_AIM_.
Rewrite the data from the line with "Spot every instance of the staircase" up to and including the line with "x=216 y=148", replacing "staircase" with "stairway" and leaving everything else unchanged.

Point labeling examples
________________

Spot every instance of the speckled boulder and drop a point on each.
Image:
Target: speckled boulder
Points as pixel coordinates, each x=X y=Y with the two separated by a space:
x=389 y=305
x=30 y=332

________________

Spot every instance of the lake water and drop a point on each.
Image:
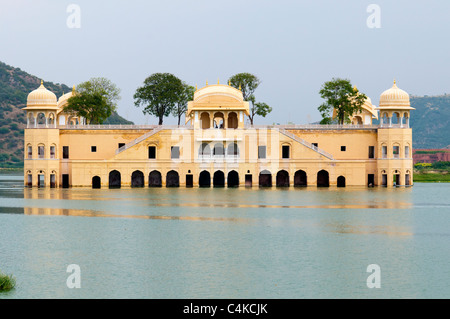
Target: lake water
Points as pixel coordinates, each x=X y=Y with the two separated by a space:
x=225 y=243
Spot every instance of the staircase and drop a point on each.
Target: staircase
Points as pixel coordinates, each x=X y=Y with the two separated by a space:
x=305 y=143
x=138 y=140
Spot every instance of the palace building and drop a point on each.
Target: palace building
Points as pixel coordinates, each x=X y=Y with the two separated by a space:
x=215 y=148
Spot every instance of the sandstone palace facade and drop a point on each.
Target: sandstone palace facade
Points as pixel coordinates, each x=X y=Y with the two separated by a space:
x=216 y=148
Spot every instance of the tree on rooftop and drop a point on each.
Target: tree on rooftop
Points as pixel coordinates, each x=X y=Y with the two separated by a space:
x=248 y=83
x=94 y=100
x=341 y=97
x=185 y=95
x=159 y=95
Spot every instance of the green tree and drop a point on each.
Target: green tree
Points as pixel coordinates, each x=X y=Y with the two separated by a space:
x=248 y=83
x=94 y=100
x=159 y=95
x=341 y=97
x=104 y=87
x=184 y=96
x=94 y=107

________________

_WRITTEN REPLY_.
Spot every instance of the stairway and drop a point on each.
Target: stairway
Points as pixel coordinates, each x=X y=Y with the two separated by a space:
x=305 y=143
x=138 y=140
Spot every instance of the palace building and drop a point on each.
Target: palace building
Points as pixel coordinates, each x=X y=Y with the two separated by a space:
x=215 y=148
Spot every instance of the sandstone palace facade and drop a point on each.
Target: sandstone palace facade
Points as pixel coordinates, each x=X y=Y with the two separated by a space:
x=216 y=148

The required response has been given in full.